* Article
┄┄┄┄┄┄┄┄┄┄

Natural language processing - Parse and understand sentence structure
Expert systems and decision support - Encode knowledge as rules, let Prolog draw conclusions
Symbolic computation and theorem proving - Manipulate logical expressions
Puzzles and constraint satisfaction problems - Describe the solution, let Prolog find it

Why Learn Prolog?

Even if you never use Prolog professionally, learning it will change how you think about programming. You will start to see problems differently - not as sequences of steps, but as relationships to be described. This perspective is valuable in any language.

And Prolog is fun. There is something deeply satisfying about describing a problem correctly and watching the computer deduce the answer. When your first recursive rule produces dozens of correct results from a handful of facts, you will understand why logicians and AI researchers fell in love with this language.

SLP-PROLOG aims toward ISO Prolog compatibility but currently implements a subset of the standard. See the "Current Implementation" section for details on what is supported. Programs may need adaptation when moving to other Prolog systems.

Current Implementation

SLP-PROLOG implements a core subset of Prolog suitable for learning logic programming fundamentals. This section clarifies what is currently supported.

SLP-PROLOG is a teaching implementation. Many standard Prolog predicates documented in textbooks are outside the current subset. Programs from other Prolog systems may need adaptation.

What Works

Feature	Status	Notes
Facts and rules	Full support	Define with `fact.` or `head :- body.`
Queries	Full support	Interactive queries with `?-` prompt
Unification	Full support	`X = Y` and pattern matching
Backtracking	Full support	All solutions enumerated automatically
Lists	Full support	`[a, b, c]` and `[H
Basic arithmetic	Supported	`X is Expr` with `+`, `-`, `*`, `/`, `mod`
Arithmetic comparison	Supported	`<`, `>`, `=<`, `>=`, `=:=`, `=\=`
Conjunction	Supported	`,` (comma) for AND
Disjunction and if-then-else	Supported	`;` and `->`
Cut and negation	Supported	`!` and `\+ Goal`
Type checks	Supported	`var`, `nonvar`, `atom`, `number`, `integer`, `float`, `compound`, `is_list`, `ground`
Variables	Full support	Uppercase or `_` for anonymous

Outside the Current Subset

Feature	Status	Workaround
`assert/1`, `retract/1`	Not built in	Enter facts directly at prompt
Built-in `append`, `member`, `length`	Not built in	Define them yourself (examples below)
I/O (`write`, `nl`, `read`)	Not built in	Results shown via query responses
`findall`, `bagof`, `setof`	Not built in	Backtracking shows all solutions
Integer division (`//`)	Not built in	Use `/` for floating-point division or `mod` for remainders
Term ordering (`@<`, `@>`, `@=<`, `@>=`)	Not built in	Use arithmetic comparisons only on numeric expressions

Defining Common Predicates

Since member and append are not built-in, define them yourself:

member(X, [X|_]).
member(X, [_|T]) :- member(X, T).

append([], L, L).
append([H|T], L, [H|R]) :- append(T, L, R).

┄┄┄┄┄┄┄┄┄┄

* What this exercise asks
a) Could you copy the records below line for line, with every character unchanged?
b) Can you write the next part of the SLP-PROLOG guide, starting right after its final line?

┄┄┄┄┄┄┄┄┄┄

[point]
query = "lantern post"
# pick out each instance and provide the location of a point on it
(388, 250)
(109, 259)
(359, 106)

┄┄┄┄┄┄┄┄┄┄

* Task-by-task results
a)
[point]
query = "lantern post"
# pick out each instance and provide the location of a point on it
(388, 250)
(109, 259)
(359, 106)

b)
Once defined, they work as expected for queries.

Quick Start

This section will have you writing your first Prolog program within minutes of connecting.

Your First Session

Dial 555-0330 to connect to SLP-PROLOG
At the ?- prompt, enter facts directly (one per line):

likes(mary, pizza).
likes(john, pizza).

Now ask a question -- who likes pizza?

?- likes(Who, pizza).
Who = mary.
Who = john.

Congratulations! You have just created a small database and queried it. Prolog found all the answers that matched your question.

Try These Examples

Family relationships:

parent(tom, mary).
parent(tom, james).
parent(mary, ann).

?- parent(tom, X).
X = mary.
X = james.

Simple arithmetic:

?- X is 3 + 4.
X = 7.

?- X is 10 * 5.
X = 50.

List operations (define predicates first):

member(X, [X|_]).
member(X, [_|T]) :- member(X, T).

append([], L, L).
append([H|T], L, [H|R]) :- append(T, L, R).

?- member(X, [red, green, blue]).
X = red.
X = green.
X = blue.

?- append([a,b], [c,d], Result).
Result = [a, b, c, d].

Every statement in Prolog must end with a period (.). Forgetting the period is the most common beginner mistake.

Getting Connected

Dial into the Prolog backend using your modem:

ATDT555-0330

After connection, the Prolog prompt appears:

ATDT555-0330
CONNECT 1200

ISO Prolog Core (subset)
?-

Use a monospaced terminal font and enable local echo if your modem or terminal software does not provide it.

Facts & Rules

Facts declare true statements about the world. Rules define relationships using :- (if) with a body of goals.

parent(alex, jamie).
parent(jamie, robin).
parent(jamie, taylor).

grandparent(X, Y) :- parent(X, Z), parent(Z, Y).

Predicates and atoms begin with lowercase letters. Variables begin with uppercase letters or underscore.

Form	Meaning
`atom`	Lowercase identifier, e.g., `parent`
`Variable`	Uppercase identifier, e.g., `X`, `Person`
`Functor(Args)`	Predicate with arguments, e.g., `parent(alex, jamie)`

Queries

Queries ask Prolog to satisfy goals. Multiple answers are found through backtracking and displayed in sequence.

?- parent(jamie, X).
X = robin.
X = taylor.

?- grandparent(alex, X).
X = robin.
X = taylor.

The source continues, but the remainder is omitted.